* _Document_
The role of the state in its SSS is obviously central, but that does not necessarily require that the state itself be the leader and initiator across all economic development issues. States can retain for themselves the leadership and coordination role in economic development or they can decentralize it to their sub-state jurisdictions. States are required to pass legislation which empower and set the parameters for SSS structures, some tools and they can certainly prioritize resources, strategies and to some extent shape local economic development goals. Moreover, the newly crystallizing State-EDO (which itself can be a set of individual agencies) can be a player in itself. The relationship of sub-state EDOs to the state-EDO is seldom pre-determined and can be quite subtle and complex given the ambitions of the state governor, the representative function of its state legislators, the interpretations by the courts of its Constitution and legislation as well as other more traditional factors and dynamics. The entry of the state, its governor and state-EDO does in no way preclude a strong role and presence in economic development by its sub-state EDOs and jurisdictions. Indeed, in some states local autonomy and independent decision-making will be prized and in those states the state-EDO will be a partner (or a pain in the butt) with locally-determined economic development activities and initiatives.

 

As we have seen in our different topic areas, the seventies, excepting for regional change itself, was characterized by a pre-war arms race and then actual Second War Between the States. This more or less political-ideological-oft-times economic confrontation was waged in the context of a increasing perceived economic deindustrialization, shift to a service economic, serious population migration away from established centers of power (both Northeast-Midwest states and the central city) and a strongly emerging privatist-oriented New South (rising alongside its antecedent) and a fracturing Progressive-Communitarian coalition confronting a primary strategy obviously not sufficient to the tasks at hand. These were a lot of moving parts, and given the divergent political cultures within each region, and indeed within many states, the state SSS evolution, while sharing commonalities, was quite diverse. States with different constitutions and governmental patterns adopted economic development legislation defined in their own terms and at their own pace. For the most part, this diversity has been minimalized, often ignored by outside observers and is poorly appreciated to this day–within academia, Think Tanks, media and practicing professionals as well.

 

The long-standing lack of attention and its consequent poorly described and analyzed SSS belies its central and dominant role in sub-national economic development policy-making. By the end of the 1970’s we believe it is fair to say that our national economic development system was composed of the national government and fifty independent SSS. To truly understand any economic development strategy and tool in actual use, a practitioner or analyst would need to comprehend its fifty state variations in design, operation and goal-structure. Tax abatement and TIF, for instance, in their many SSS permutations, required bottom-up analyses. Most economic development structures and activities could only be understood in that perspective.

* _Supplied data_
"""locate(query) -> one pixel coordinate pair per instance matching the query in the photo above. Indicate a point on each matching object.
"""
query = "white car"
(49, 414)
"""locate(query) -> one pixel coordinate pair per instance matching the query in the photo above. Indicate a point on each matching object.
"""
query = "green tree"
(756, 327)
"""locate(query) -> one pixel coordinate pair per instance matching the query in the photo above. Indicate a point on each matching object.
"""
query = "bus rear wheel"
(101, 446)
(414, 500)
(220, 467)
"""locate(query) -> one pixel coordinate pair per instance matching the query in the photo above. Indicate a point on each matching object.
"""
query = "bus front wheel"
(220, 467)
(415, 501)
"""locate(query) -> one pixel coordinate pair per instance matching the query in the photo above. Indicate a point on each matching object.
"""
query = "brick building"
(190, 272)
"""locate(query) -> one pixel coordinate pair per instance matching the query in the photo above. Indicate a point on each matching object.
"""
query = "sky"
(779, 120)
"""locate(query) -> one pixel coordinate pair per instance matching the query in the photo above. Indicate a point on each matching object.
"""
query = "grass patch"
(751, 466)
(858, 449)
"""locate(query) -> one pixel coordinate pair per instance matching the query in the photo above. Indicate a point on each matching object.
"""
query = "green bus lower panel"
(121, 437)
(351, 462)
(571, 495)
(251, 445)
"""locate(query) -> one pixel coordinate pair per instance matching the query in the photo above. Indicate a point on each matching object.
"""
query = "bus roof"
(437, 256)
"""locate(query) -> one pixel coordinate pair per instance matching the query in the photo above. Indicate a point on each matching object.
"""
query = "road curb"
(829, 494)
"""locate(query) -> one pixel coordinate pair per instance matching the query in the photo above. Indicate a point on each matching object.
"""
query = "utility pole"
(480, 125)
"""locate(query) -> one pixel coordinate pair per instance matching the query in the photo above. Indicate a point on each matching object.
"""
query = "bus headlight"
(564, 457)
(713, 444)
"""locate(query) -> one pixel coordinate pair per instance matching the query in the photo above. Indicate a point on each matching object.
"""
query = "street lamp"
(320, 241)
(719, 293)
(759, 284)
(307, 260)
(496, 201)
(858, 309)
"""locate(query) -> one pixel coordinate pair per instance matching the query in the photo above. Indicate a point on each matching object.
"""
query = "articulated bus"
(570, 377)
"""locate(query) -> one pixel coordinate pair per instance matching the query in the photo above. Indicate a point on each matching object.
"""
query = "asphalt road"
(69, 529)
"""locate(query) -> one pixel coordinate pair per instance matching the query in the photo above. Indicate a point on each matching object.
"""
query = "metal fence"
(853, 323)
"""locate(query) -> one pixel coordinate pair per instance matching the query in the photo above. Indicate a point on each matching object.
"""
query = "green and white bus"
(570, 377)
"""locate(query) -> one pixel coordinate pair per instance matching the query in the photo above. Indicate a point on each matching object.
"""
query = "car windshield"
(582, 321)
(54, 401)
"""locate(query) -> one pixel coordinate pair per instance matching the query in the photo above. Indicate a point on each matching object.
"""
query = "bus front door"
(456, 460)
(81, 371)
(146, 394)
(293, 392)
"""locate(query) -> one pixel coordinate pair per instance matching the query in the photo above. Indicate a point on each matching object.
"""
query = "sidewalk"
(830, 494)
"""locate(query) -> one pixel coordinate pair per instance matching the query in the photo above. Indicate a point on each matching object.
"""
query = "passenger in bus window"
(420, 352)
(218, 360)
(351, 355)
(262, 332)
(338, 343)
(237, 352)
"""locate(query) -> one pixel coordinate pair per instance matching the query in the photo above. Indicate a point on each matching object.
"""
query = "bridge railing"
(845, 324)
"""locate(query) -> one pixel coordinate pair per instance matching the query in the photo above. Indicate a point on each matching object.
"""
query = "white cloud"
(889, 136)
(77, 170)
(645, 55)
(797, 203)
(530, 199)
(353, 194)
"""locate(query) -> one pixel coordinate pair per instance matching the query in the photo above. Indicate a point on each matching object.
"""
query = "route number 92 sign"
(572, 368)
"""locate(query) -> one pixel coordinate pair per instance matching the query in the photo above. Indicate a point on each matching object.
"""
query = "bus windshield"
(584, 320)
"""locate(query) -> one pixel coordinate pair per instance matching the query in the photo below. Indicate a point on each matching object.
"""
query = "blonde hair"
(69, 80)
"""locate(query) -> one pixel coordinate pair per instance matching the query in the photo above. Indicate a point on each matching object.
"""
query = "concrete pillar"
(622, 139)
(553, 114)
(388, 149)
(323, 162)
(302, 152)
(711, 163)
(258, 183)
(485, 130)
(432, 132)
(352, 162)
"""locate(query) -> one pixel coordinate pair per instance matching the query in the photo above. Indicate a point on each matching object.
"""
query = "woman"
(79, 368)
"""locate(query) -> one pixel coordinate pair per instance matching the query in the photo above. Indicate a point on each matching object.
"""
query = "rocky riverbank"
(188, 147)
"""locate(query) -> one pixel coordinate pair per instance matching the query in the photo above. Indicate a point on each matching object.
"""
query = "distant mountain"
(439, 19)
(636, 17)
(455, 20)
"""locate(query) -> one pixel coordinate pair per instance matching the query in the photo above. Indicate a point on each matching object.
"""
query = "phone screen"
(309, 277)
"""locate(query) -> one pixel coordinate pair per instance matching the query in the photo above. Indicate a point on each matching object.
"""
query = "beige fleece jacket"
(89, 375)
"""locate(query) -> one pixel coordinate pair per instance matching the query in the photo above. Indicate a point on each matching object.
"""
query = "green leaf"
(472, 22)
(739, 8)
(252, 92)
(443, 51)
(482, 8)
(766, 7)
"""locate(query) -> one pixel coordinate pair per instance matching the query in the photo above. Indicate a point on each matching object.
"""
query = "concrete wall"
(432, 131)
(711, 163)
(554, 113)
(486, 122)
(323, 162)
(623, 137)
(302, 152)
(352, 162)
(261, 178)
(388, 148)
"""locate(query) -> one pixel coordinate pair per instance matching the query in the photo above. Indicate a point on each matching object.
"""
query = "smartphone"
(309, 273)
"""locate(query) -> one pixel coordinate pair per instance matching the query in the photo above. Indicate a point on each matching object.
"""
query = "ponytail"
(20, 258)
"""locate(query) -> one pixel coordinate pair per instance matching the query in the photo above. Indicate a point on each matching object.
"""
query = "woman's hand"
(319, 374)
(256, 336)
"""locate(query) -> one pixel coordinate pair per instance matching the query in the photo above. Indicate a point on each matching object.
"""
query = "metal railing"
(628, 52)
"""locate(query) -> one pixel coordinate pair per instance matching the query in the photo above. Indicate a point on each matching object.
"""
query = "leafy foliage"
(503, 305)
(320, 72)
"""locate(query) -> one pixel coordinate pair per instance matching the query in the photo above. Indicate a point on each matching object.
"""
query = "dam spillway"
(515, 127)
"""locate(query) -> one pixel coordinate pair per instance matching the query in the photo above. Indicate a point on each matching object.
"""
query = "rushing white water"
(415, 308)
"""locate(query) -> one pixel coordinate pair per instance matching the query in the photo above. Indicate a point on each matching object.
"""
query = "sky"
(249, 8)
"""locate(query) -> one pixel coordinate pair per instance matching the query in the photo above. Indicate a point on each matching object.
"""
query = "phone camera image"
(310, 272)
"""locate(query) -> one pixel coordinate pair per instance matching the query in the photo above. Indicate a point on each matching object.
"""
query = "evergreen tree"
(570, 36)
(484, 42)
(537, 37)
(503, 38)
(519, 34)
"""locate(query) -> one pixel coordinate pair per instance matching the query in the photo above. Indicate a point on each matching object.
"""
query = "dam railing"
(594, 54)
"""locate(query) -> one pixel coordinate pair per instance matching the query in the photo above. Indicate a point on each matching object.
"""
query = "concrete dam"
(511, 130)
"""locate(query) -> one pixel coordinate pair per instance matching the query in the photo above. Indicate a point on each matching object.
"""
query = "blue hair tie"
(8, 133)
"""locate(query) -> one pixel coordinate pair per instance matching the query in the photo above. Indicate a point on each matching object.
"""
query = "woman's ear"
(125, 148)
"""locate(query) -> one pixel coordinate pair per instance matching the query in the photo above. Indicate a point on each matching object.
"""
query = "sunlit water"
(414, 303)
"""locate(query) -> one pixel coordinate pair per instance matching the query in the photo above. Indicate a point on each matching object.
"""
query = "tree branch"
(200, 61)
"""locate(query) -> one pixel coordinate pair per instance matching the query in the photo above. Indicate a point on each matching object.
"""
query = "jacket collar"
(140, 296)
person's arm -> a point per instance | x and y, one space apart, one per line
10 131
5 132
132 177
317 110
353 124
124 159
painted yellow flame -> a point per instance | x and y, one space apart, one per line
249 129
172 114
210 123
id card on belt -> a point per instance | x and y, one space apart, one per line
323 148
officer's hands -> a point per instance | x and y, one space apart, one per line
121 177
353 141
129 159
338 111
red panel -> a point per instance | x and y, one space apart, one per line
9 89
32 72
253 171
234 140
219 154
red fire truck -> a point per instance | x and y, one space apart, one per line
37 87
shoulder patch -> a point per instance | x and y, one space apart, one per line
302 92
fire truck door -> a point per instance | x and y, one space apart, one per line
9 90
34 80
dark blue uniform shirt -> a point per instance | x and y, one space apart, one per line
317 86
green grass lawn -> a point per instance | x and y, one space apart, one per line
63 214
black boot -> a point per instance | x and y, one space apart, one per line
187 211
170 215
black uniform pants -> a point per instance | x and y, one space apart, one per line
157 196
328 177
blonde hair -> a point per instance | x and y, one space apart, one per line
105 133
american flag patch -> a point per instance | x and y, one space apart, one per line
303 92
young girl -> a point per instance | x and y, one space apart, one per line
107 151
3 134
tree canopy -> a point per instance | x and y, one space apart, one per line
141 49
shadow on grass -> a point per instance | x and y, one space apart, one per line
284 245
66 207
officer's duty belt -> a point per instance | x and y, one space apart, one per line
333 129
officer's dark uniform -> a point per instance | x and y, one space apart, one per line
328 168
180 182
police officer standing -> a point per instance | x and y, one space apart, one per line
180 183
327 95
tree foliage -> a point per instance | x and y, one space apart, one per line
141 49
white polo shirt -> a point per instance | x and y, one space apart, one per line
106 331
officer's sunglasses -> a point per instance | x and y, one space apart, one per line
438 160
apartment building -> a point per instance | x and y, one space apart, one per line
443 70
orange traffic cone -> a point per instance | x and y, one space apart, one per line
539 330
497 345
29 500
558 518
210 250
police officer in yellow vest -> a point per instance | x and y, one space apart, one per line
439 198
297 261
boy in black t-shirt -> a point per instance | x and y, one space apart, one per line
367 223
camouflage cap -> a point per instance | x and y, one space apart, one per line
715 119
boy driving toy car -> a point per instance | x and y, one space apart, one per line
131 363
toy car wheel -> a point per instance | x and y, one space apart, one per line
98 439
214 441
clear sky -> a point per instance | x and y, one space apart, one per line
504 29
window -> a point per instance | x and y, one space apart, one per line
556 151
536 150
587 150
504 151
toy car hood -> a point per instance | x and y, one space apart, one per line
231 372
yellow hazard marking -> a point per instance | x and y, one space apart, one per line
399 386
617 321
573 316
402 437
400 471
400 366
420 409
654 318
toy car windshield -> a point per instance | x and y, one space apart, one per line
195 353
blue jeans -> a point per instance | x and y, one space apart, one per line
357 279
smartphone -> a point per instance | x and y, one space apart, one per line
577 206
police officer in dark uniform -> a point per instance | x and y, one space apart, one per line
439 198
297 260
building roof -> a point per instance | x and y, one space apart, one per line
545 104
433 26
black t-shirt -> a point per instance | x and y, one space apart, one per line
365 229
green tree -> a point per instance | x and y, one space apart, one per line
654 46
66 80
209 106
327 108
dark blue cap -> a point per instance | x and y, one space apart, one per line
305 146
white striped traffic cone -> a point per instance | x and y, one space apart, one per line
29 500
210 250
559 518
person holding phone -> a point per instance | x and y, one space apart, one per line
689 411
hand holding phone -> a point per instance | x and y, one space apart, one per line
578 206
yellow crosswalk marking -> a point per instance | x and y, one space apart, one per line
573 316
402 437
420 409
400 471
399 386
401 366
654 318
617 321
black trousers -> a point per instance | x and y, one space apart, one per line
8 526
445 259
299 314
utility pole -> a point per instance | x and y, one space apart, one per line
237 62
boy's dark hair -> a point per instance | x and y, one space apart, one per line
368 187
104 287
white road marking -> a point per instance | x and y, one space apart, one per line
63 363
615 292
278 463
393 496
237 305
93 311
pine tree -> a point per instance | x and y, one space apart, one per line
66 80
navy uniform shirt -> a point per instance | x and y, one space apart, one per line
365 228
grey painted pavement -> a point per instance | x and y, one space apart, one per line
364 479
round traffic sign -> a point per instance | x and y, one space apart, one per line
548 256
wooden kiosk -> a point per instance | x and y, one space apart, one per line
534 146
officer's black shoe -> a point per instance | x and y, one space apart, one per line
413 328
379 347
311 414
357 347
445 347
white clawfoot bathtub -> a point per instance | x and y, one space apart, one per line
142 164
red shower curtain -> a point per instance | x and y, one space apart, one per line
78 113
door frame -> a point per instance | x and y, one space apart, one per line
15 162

* _Requirement A_
Answer these questions from the passage on state economic development systems:
(i) What two options do states have for the leadership and coordination role in economic development?
(ii) By the end of the 1970s, what was the national economic development system composed of?
(iii) Which two tools are named as examples that required bottom-up analyses?
* _Requirement B_
List every group that the passage on state economic development systems says poorly appreciates the diversity of state SSS evolution to this day.
* _Requirement C_
Output a section of the passage on state economic development systems word for word, beginning at the words "The long-standing lack" and stopping after "in that perspective.".

* _Reply A_
(i) States can keep the role for themselves or decentralize it to their sub-state jurisdictions.
(ii) The national government and fifty independent SSS.
(iii) Tax abatement and TIF.

* _Reply B_
- academia
- Think Tanks
- media
- practicing professionals

* _Reply C_
The long-standing lack of attention and its consequent poorly described and analyzed SSS belies its central and dominant role in sub-national economic development policy-making. By the end of the 1970’s we believe it is fair to say that our national economic development system was composed of the national government and fifty independent SSS. To truly understand any economic development strategy and tool in actual use, a practitioner or analyst would need to comprehend its fifty state variations in design, operation and goal-structure. Tax abatement and TIF, for instance, in their many SSS permutations, required bottom-up analyses. Most economic development structures and activities could only be understood in that perspective.